(Study text):

-.-.-

November 2020: Teen-2-Teen
Making mail call special
by Karly Just
MAIL CALL! With most of our communication being sent electronically, these two words most likely don’t have significant meaning to a majority of Americans. However, to the 1 percent of Americans who enroll in the U.S. Armed Services, hearing “MAIL CALL” is the sweetest sound.
I am part of that 1 percent. Last year, I enlisted in the North Dakota National Guard. Why did I choose that path? I wanted to serve my country and follow in the footsteps of my Grandpa Jim Bitz, who served in the U.S. Army during the Vietnam War. The National Guard will allow me to attend college tuition-free and have a civilian career while still serving my country.
I am a senior at LaMoure High School, and doing the split training option, which means I completed basic training this summer, and will complete AIT (advanced individual training) in the summer of 2021, after my high school graduation. This will allow me to begin my college career in August 2021 with my peers.
After a socially distant goodbye parade, I left LaMoure in early June and headed to my training base at Fort Leonard Wood, Mo. Enduring 12 weeks of basic training is no easy task. Being away from my family, farm and friends for such a long time was a challenge like no other, especially in the middle of a global pandemic! The long, daily routine in the extreme heat of Missouri was grueling, the physical tasks were demanding, and one had to be mentally tough to finish strong.

-.-.-

(Given entries):
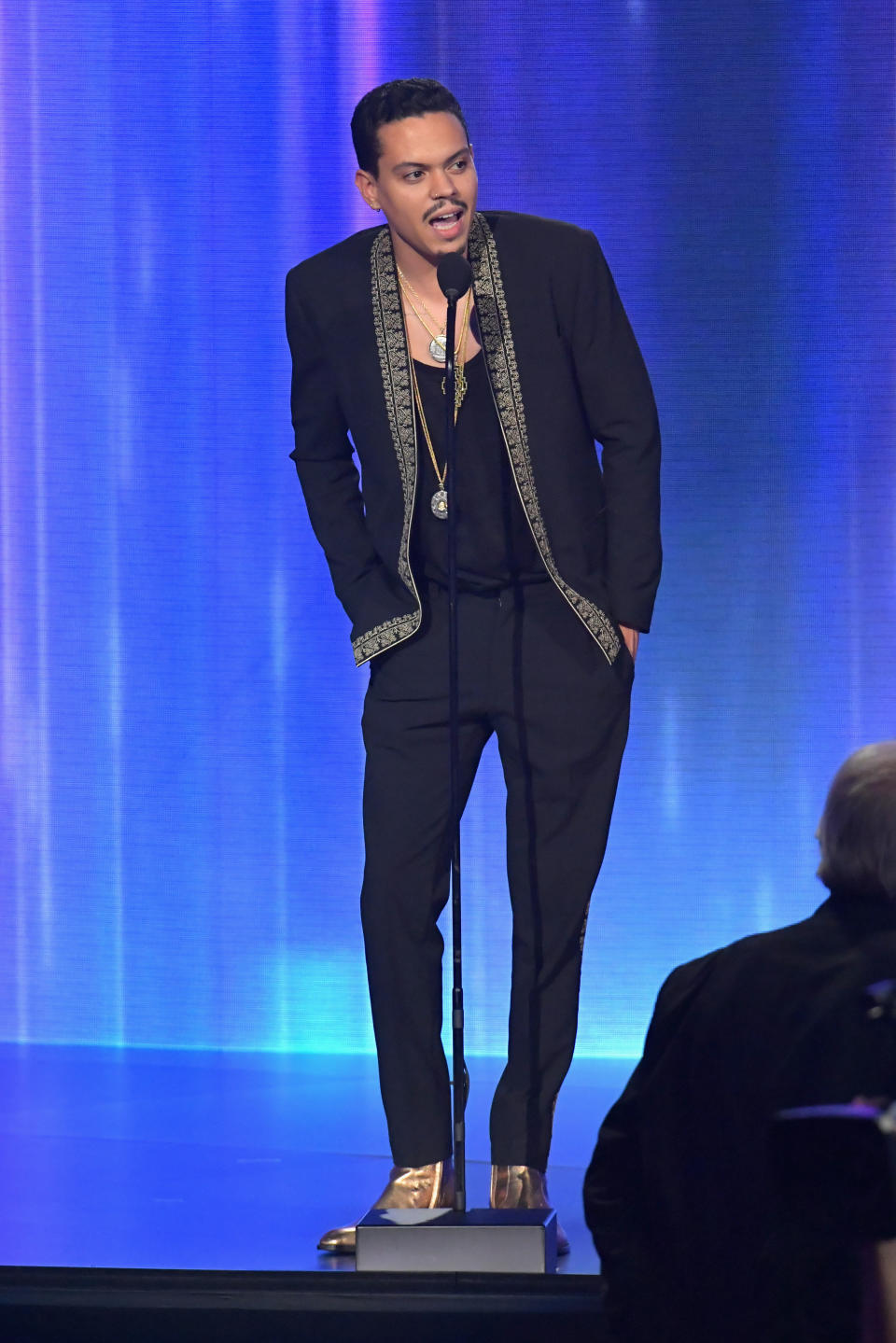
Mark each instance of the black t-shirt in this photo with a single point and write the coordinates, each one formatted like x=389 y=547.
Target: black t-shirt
x=495 y=544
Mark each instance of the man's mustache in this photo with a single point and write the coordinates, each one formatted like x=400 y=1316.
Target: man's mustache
x=442 y=207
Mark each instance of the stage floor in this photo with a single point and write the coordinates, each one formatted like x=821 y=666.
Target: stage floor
x=237 y=1162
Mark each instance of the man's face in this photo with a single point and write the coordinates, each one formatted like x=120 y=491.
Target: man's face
x=425 y=184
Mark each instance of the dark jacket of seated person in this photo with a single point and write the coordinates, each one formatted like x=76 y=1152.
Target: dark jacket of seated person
x=679 y=1196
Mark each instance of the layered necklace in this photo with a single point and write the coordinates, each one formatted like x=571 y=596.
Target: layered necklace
x=438 y=349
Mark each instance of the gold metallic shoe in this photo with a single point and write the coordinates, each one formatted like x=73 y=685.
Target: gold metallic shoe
x=409 y=1186
x=523 y=1186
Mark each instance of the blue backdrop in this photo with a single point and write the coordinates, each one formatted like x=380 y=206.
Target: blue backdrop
x=180 y=749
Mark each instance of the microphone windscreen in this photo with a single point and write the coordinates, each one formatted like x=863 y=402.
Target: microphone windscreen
x=455 y=275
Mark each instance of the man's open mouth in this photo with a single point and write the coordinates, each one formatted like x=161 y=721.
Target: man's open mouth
x=446 y=220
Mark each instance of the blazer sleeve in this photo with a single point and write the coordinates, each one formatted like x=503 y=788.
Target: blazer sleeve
x=327 y=471
x=623 y=416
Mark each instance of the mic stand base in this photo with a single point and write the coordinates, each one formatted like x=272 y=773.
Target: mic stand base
x=441 y=1239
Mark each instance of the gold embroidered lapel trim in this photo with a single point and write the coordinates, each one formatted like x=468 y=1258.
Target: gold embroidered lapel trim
x=391 y=348
x=500 y=354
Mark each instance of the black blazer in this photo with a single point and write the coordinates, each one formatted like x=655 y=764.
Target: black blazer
x=679 y=1196
x=565 y=371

-.-.-

(Directions): Turn the paragraph in the mail call article that begins "I am a senior at LaMoure High School" into a short bulleted list that keeps its main facts.

(Written answer):
- Senior at LaMoure High School
- Following the split training option
- Completed basic training this summer
- Will complete AIT (advanced individual training) in summer 2021, after high school graduation
- This schedule allows starting college in August 2021 alongside peers